**EXTRAIT DU TEXTE**

<<<<

Je commencerai donc par saluer la qualité du plan « 1 jeune 1 solution », qui place les actions en faveur de la jeunesse au coeur du plan de relance, avec un budget triplé de 6,7 milliards. Son objectif est précis : il s'agit d'apporter une solution professionnelle aux 750 000 jeunes arrivés sur le marché du travail en septembre dernier. J'en rappellerai les principales mesures : premièrement, pour faciliter l'entrée dans la vie professionnelle, la compensation de charges de 4 000 euros pour les entreprises recrutant un jeune de moins de 26 ans, l'aide à l'embauche de 5 000 à 8 000 euros pour un alternant, le renforcement du dispositif emplois francs et la montée en puissance du service civique avec 10 000 places supplémentaires ; deuxièmement, pour former tous les jeunes et les orienter vers des métiers d'avenir, la mobilisation du PIC – plan d'investissement dans les compétences – avec 100 000 nouvelles formations qualifiantes, la création de 26 000 places supplémentaires en CAP et en BTS et une action ciblée sur les décrocheurs et les jeunes issus de milieux modestes avec le renforcement des cordées de la réussite ; troisièmement, pour accompagner les jeunes les plus éloignés de l'emploi, l'objectif de construction de 300 000 parcours d'insertion sur mesure grâce aux dispositifs déjà éprouvés que sont le parcours emploi compétence et le contrat initiative emploi, mais aussi l'extension de la garantie jeunes avec 100 000 places supplémentaires.
J'aborde à présent la partie constructive de mon intervention. Et si vous le permettez, madame la ministre, je ne vais pas parler de mesures précises ni de techniques, mais de méthode politique. Crise sanitaire, crise climatique, crise économique, crise sociale, crise démocratique : cette pandémie n'est que la première des crises globales que nous allons affronter dans les décennies à venir et auxquelles notre société va devoir s'adapter. Notre responsabilité politique est d'équiper, pour ne pas dire d'armer les jeunes Français qui vont devoir entreprendre leur vie dans ce monde de tous les risques et ce faisant, le rebâtir.

>>>>

**CONSIGNE 1**
Reproduisez le passage de l'extrait sur le plan « 1 jeune 1 solution » qui commence aux mots « J'aborde à présent » et s'arrête après les mots « faisant, le rebâtir. ».
**CONSIGNE 2**
Selon l'extrait sur le plan « 1 jeune 1 solution », combien de places supplémentaires en CAP et en BTS doivent être créées ?

**MATÉRIEL FOURNI**
<<<<

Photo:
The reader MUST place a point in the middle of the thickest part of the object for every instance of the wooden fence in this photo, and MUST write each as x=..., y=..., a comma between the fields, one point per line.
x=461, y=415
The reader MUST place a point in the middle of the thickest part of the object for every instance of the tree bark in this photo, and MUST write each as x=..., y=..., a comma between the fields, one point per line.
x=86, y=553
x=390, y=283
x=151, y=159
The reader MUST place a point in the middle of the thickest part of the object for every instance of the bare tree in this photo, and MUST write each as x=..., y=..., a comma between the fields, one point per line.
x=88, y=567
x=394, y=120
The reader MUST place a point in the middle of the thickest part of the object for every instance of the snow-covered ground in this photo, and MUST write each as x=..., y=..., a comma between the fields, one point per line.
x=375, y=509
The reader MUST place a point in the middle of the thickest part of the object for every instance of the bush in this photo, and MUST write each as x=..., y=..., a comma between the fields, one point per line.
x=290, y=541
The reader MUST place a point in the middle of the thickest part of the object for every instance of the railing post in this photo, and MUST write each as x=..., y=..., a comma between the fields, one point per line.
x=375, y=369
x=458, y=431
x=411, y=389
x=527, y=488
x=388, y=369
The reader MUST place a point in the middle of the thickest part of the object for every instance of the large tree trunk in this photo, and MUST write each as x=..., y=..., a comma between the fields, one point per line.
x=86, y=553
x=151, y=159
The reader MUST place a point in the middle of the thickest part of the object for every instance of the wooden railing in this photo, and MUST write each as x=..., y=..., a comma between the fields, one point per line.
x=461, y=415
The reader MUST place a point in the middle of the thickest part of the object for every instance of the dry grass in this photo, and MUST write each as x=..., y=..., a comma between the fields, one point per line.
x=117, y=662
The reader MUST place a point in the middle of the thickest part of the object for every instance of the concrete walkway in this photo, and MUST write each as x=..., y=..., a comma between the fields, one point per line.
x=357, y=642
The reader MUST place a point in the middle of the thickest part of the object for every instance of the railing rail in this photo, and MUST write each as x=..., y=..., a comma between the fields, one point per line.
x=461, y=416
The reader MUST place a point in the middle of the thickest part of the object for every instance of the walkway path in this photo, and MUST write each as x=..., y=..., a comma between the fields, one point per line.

>>>>

**RÉPONSE 1**
J'aborde à présent la partie constructive de mon intervention. Et si vous le permettez, madame la ministre, je ne vais pas parler de mesures précises ni de techniques, mais de méthode politique. Crise sanitaire, crise climatique, crise économique, crise sociale, crise démocratique : cette pandémie n'est que la première des crises globales que nous allons affronter dans les décennies à venir et auxquelles notre société va devoir s'adapter. Notre responsabilité politique est d'équiper, pour ne pas dire d'armer les jeunes Français qui vont devoir entreprendre leur vie dans ce monde de tous les risques et ce faisant, le rebâtir.

**RÉPONSE 2**
26 000 places supplémentaires.